::: Provided records

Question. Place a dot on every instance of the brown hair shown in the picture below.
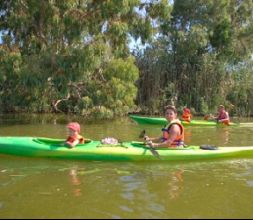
(171, 107)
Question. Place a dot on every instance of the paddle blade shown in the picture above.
(142, 134)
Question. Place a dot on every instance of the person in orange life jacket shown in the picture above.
(73, 135)
(173, 133)
(186, 116)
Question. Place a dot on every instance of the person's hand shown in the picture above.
(146, 138)
(151, 144)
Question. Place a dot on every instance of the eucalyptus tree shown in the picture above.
(198, 46)
(72, 55)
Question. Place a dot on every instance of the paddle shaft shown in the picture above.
(152, 149)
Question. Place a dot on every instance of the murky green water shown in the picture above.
(43, 188)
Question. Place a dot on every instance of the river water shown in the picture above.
(52, 188)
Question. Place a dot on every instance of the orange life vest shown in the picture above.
(179, 141)
(71, 139)
(223, 116)
(186, 116)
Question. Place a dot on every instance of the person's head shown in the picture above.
(221, 108)
(170, 112)
(186, 110)
(73, 128)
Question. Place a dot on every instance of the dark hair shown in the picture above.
(170, 107)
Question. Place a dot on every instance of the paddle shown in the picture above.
(152, 149)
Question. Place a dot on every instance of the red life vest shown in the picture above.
(179, 141)
(71, 139)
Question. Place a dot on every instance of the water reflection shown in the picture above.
(75, 181)
(176, 183)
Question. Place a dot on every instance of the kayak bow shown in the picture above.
(125, 151)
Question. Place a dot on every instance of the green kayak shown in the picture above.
(125, 151)
(163, 121)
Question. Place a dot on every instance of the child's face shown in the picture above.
(170, 115)
(71, 132)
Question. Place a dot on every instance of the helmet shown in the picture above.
(74, 126)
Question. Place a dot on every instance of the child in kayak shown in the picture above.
(74, 137)
(173, 133)
(222, 116)
(186, 116)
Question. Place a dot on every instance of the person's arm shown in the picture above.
(72, 144)
(155, 139)
(174, 131)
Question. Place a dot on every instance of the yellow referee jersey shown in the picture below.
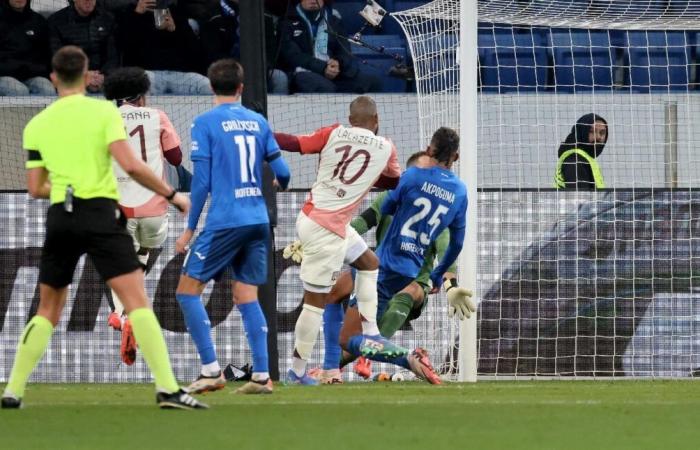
(70, 138)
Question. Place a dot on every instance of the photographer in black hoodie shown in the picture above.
(24, 50)
(577, 167)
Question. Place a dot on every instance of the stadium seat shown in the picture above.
(512, 61)
(583, 60)
(658, 60)
(380, 64)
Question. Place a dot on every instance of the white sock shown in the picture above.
(211, 369)
(260, 376)
(305, 335)
(118, 306)
(366, 293)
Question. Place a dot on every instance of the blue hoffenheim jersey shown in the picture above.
(236, 140)
(426, 201)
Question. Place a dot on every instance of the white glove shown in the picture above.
(294, 251)
(460, 300)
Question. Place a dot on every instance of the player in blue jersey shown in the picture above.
(229, 145)
(426, 201)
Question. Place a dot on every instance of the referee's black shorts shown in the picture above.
(96, 227)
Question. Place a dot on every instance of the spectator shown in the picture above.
(314, 51)
(91, 27)
(221, 39)
(172, 56)
(24, 50)
(577, 167)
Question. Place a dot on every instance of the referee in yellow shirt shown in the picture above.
(69, 147)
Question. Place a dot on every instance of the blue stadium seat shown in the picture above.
(512, 60)
(380, 64)
(583, 60)
(659, 60)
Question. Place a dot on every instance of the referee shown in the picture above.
(68, 146)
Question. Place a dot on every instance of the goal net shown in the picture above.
(571, 282)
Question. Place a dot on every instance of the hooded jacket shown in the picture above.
(95, 34)
(576, 171)
(297, 47)
(24, 43)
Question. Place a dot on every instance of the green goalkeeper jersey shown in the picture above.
(373, 216)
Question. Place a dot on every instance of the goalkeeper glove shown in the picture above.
(294, 251)
(459, 299)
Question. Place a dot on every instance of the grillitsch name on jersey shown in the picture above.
(241, 125)
(437, 191)
(248, 192)
(136, 115)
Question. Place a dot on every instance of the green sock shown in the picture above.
(30, 349)
(396, 314)
(149, 337)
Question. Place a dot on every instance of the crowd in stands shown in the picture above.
(305, 48)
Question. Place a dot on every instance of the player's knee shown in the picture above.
(189, 286)
(244, 293)
(416, 292)
(367, 261)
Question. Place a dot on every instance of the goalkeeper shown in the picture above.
(405, 305)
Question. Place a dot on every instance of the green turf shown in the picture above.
(378, 416)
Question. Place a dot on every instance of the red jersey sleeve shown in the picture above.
(314, 142)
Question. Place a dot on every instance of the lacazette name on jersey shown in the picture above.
(351, 135)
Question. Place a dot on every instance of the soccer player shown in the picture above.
(427, 201)
(405, 305)
(229, 145)
(153, 139)
(70, 146)
(352, 160)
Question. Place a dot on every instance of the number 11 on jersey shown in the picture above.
(246, 153)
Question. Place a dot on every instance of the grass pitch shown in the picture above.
(377, 416)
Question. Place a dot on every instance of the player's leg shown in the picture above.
(59, 256)
(189, 297)
(207, 258)
(33, 342)
(332, 323)
(400, 307)
(323, 260)
(250, 271)
(359, 256)
(117, 316)
(149, 335)
(111, 249)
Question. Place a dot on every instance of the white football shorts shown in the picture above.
(325, 253)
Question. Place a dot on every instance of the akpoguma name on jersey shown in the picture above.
(240, 125)
(412, 248)
(437, 191)
(248, 192)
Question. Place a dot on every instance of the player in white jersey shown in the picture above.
(351, 161)
(154, 139)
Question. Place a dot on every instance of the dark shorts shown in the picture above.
(96, 227)
(243, 249)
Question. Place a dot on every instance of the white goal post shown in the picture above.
(570, 283)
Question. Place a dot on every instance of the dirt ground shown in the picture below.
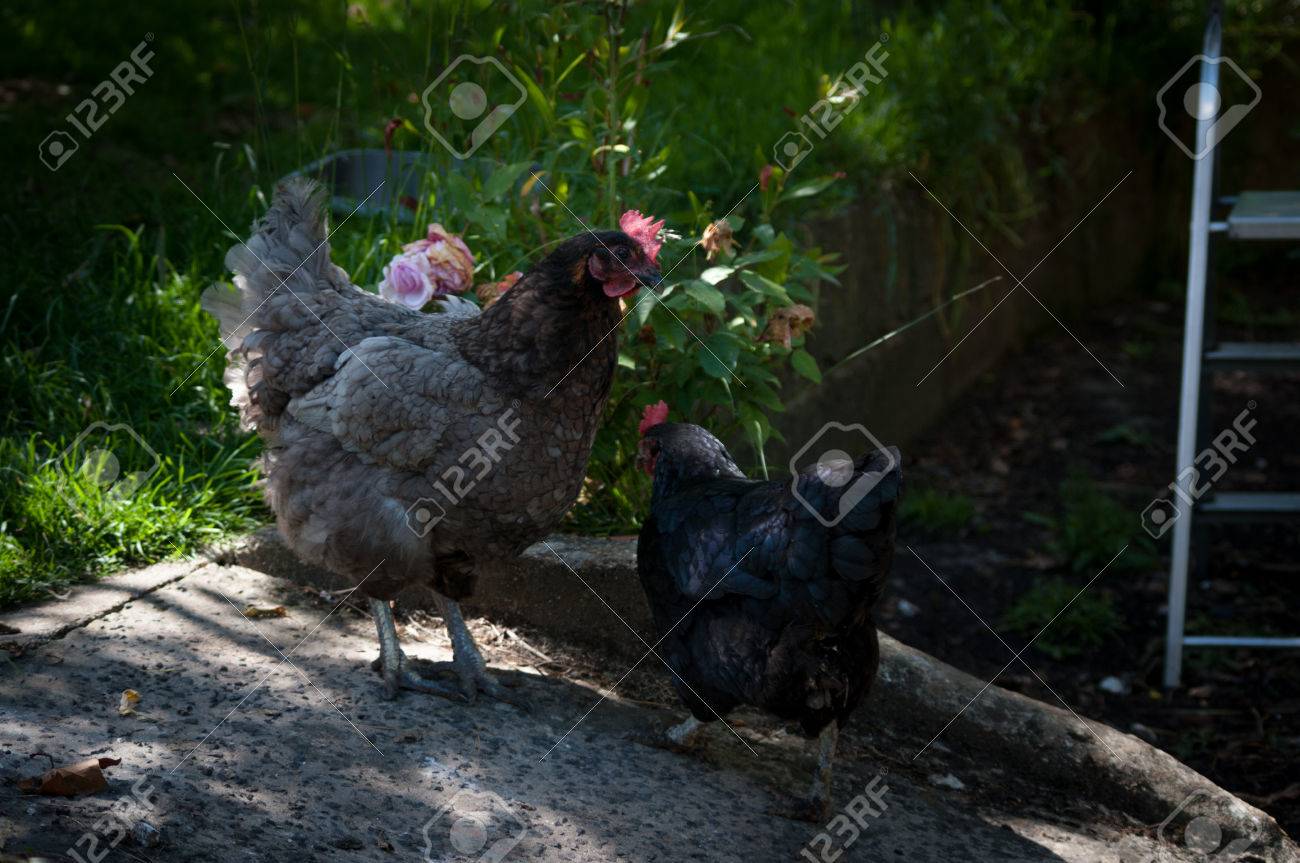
(237, 754)
(1008, 446)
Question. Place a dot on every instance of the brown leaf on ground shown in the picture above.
(82, 777)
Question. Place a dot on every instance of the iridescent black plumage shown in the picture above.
(762, 603)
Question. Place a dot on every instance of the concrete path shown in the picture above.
(268, 740)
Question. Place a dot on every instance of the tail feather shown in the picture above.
(287, 248)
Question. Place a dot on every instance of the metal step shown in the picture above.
(1239, 641)
(1249, 506)
(1265, 216)
(1255, 355)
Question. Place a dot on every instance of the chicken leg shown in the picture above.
(467, 662)
(393, 662)
(817, 806)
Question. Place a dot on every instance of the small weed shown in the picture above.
(1087, 621)
(1092, 528)
(1127, 434)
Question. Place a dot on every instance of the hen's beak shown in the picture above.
(645, 458)
(649, 278)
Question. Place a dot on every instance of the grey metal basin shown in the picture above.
(389, 183)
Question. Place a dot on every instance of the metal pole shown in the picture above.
(1197, 260)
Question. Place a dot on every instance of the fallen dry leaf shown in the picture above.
(82, 777)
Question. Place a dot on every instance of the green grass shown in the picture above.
(105, 257)
(1088, 621)
(1093, 528)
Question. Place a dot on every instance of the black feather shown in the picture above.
(757, 601)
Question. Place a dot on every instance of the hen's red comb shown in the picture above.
(644, 230)
(653, 416)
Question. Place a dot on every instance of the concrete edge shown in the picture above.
(586, 590)
(43, 621)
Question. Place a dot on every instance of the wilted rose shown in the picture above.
(406, 281)
(451, 264)
(787, 324)
(718, 239)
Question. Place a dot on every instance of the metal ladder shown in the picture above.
(1252, 216)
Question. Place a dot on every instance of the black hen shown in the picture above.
(759, 602)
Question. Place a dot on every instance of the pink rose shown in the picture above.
(451, 264)
(406, 281)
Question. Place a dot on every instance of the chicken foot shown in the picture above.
(393, 662)
(467, 662)
(685, 737)
(817, 806)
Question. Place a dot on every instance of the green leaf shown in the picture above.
(804, 363)
(534, 95)
(809, 189)
(718, 354)
(757, 257)
(502, 180)
(706, 295)
(715, 274)
(778, 267)
(765, 286)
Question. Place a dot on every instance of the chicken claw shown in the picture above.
(468, 663)
(393, 662)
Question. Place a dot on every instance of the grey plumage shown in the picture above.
(367, 407)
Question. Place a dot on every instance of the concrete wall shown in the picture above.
(905, 256)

::::::

= Work to do =
Write the entries above out in full, exactly, with no images.

= Answer for this exercise =
Question. Place a dot on every instance of the brown hair shown in the picture below.
(171, 107)
Question. Place a dot on every instance of the paddle blade shown in the picture above.
(142, 134)
Question. Place a dot on every instance of the person in orange life jacket shown in the picture above.
(73, 135)
(173, 133)
(186, 116)
Question. Place a dot on every instance of the person's hand shown in the picture above.
(146, 138)
(151, 144)
Question. Place a dot on every instance of the eucalyptus tree shown in the picture above.
(198, 46)
(72, 55)
Question. Place a dot on every instance of the paddle shaft shown in the picture above.
(152, 149)
Question. Place a dot on every instance of the murky green water shown in the picture above.
(43, 188)
Question. Place a dot on every instance of the river water shown in the picture above.
(52, 188)
Question. Place a dot on every instance of the orange life vest shown in the picture above.
(179, 141)
(71, 139)
(223, 116)
(186, 116)
Question. Place a dot on every instance of the person's head shown in the picture above.
(221, 108)
(170, 112)
(186, 110)
(73, 128)
Question. Place a dot on every instance of the dark hair shown in the picture above.
(170, 107)
Question. Place a dot on every instance of the paddle shown in the picture above.
(152, 149)
Question. Place a dot on every instance of the red life vest shown in the picture above.
(179, 141)
(71, 139)
Question. Place a dot on every instance of the water reflection shown in the picture above.
(75, 181)
(176, 183)
Question. Place a dot on every instance of the kayak bow shown in the picture above.
(125, 151)
Question. Place a dot on every instance of the green kayak shown in the picture above.
(125, 151)
(163, 121)
Question. Place a dot on every instance of the child's face shown in the picture above.
(170, 115)
(71, 132)
Question. Place a dot on every instance of the helmet shown in the picture above.
(74, 126)
Question. Place a dot on every instance of the child in kayak shown in the picture above.
(74, 137)
(173, 133)
(222, 116)
(186, 116)
Question. Place a dot on every instance of the person's arm shown in the picture above.
(72, 144)
(155, 139)
(174, 131)
Question. Place a dot on every instance of the yellow referee jersey shown in the picture below.
(70, 138)
Question. Place a dot on every instance of the photographer in black hoodie shown in the picture above.
(24, 50)
(577, 167)
Question. Place a dot on every instance of the stadium seat shown in the picture above.
(512, 61)
(583, 60)
(658, 60)
(380, 64)
Question. Place a dot on every instance of the white sock shown in the picture above.
(211, 369)
(260, 376)
(305, 335)
(118, 306)
(366, 293)
Question. Place a dot on every instance of the blue hoffenheim jersey shown in the picture above.
(236, 140)
(426, 201)
Question. Place a dot on every instance of the white glove shown in the picture above.
(294, 251)
(460, 300)
Question. Place a dot on every instance of the player in blue jersey shown in the picture above.
(229, 145)
(426, 201)
Question. Place a dot on every instance of the referee's black shorts shown in the picture above.
(96, 227)
Question. Place a dot on every instance of the spectator shown in the picture above.
(314, 51)
(91, 27)
(221, 39)
(172, 56)
(24, 50)
(577, 167)
Question. Place a dot on every instance of the referee in yellow shirt shown in the picture above.
(69, 147)
Question. Place a dot on every instance of the blue stadium seat shown in the picture above.
(512, 60)
(380, 64)
(583, 60)
(659, 60)
Question. Place a dot on every instance of the referee shown in the picture above.
(68, 146)
Question. Place a dot on every instance of the goal net shown in the picture above.
(571, 282)
Question. Place a dot on every instance of the hooded jacket shown in the picture above.
(95, 34)
(576, 171)
(297, 47)
(24, 43)
Question. Place a dot on every instance of the green goalkeeper jersey shown in the picture above.
(373, 216)
Question. Place a dot on every instance of the goalkeeper glove shown in the picture above.
(294, 251)
(459, 299)
Question. Place a dot on every instance of the grillitsch name on jersey shown in the picture above.
(241, 125)
(437, 191)
(248, 192)
(136, 115)
Question. Place a dot on every instance of the green sock shown in the picture above.
(30, 349)
(396, 314)
(149, 337)
Question. Place a dot on every instance of the crowd in stands shown in the picture above.
(305, 48)
Question. Place a dot on every instance of the player's knee shown in the picture above.
(189, 286)
(244, 293)
(416, 292)
(367, 261)
Question. Place a dot on every instance of the goalkeeper shown in the picture above.
(405, 305)
Question. Place a dot on every instance of the green turf shown in the picture above.
(378, 416)
Question. Place a dot on every instance of the red jersey sleeve shown in the picture above.
(314, 142)
Question. Place a dot on every instance of the lacazette name on jersey shown in the picture above.
(351, 135)
Question. Place a dot on every instance of the soccer player shown in the picture above.
(427, 201)
(405, 305)
(229, 145)
(153, 139)
(70, 146)
(352, 160)
Question. Place a dot on every instance of the number 11 on jersey shown in the picture above.
(246, 153)
Question. Place a dot on every instance of the grass pitch shown in the picture above.
(377, 416)
Question. Place a dot on every instance of the player's leg shown in the picture above.
(59, 256)
(189, 297)
(207, 258)
(33, 342)
(332, 323)
(400, 307)
(323, 260)
(250, 271)
(359, 256)
(117, 316)
(149, 335)
(111, 249)
Question. Place a dot on every instance of the white football shorts shown in the picture above.
(325, 253)
Question. Place a dot on every instance of the akpoguma name on jersey shown in the picture above.
(240, 125)
(412, 248)
(437, 191)
(248, 192)
Question. Place a dot on every instance of the player in white jersey shown in the picture above.
(351, 161)
(154, 139)
Question. Place a dot on every instance of the dark shorts shown in the picture above.
(96, 227)
(243, 249)
Question. Place a dot on every instance of the white goal post shown in the picture above.
(570, 283)
Question. Place a dot on every instance of the dirt ground shown in the picture below.
(237, 754)
(1008, 446)
Question. Place a dot on every instance of the brown leaf on ground shown in the picture above.
(82, 777)
Question. Place a dot on every instance of the iridescent black plumage shown in the picture above.
(762, 603)
Question. Place a dot on every instance of the concrete path shown in the picture above.
(268, 740)
Question. Place a dot on every instance of the tail feather shown in the picture above.
(287, 248)
Question. Place a dot on every instance of the metal step shown in the picture above.
(1239, 641)
(1249, 506)
(1265, 216)
(1255, 355)
Question. Place a dot on every instance of the chicken leg shown in the picture above.
(467, 662)
(393, 662)
(817, 806)
Question. Place a dot on every instance of the small weed shown in the picture above.
(1087, 621)
(1092, 528)
(1127, 434)
Question. Place a dot on every instance of the hen's beak shown in the picture above.
(645, 458)
(649, 278)
Question. Place a dot on every instance of the grey metal basin shown in the picture above.
(389, 183)
Question. Place a dot on every instance of the metal pole shown in the picture above.
(1197, 260)
Question. Place a dot on every instance of the fallen dry leaf shown in the picture above.
(82, 777)
Question. Place a dot on every instance of the green grass shown in the picture above.
(105, 257)
(1088, 621)
(1093, 528)
Question. Place a dot on every instance of the black feather shown in the picture above.
(757, 601)
Question. Place a dot on every instance of the hen's red comb shown in the picture above.
(644, 230)
(653, 416)
Question. Place a dot on every instance of the concrete edge shown in the picture above.
(586, 590)
(43, 621)
Question. Place a dot on every instance of the wilted rose shown in the picture above.
(406, 281)
(451, 264)
(787, 324)
(718, 239)
Question. Place a dot on every instance of the metal ladder shown in the picture above.
(1252, 216)
Question. Place a dot on every instance of the black hen shown in the picture above.
(759, 602)
Question. Place a dot on every instance of the pink rose shown in the picture above.
(451, 264)
(406, 281)
Question. Place a dot on every instance of the chicken foot shown in the picture above.
(393, 662)
(467, 662)
(685, 737)
(817, 806)
Question. Place a dot on every instance of the green leaf shown in the picture above.
(804, 363)
(534, 95)
(809, 189)
(718, 354)
(757, 257)
(502, 180)
(706, 295)
(715, 274)
(778, 267)
(765, 286)
Question. Place a dot on every instance of the chicken claw shown in the picture above.
(468, 663)
(393, 662)
Question. Place a dot on every instance of the grey plumage shown in the picture above.
(367, 407)
Question. Place a dot on every instance of the concrete wall shown in the picture above.
(905, 256)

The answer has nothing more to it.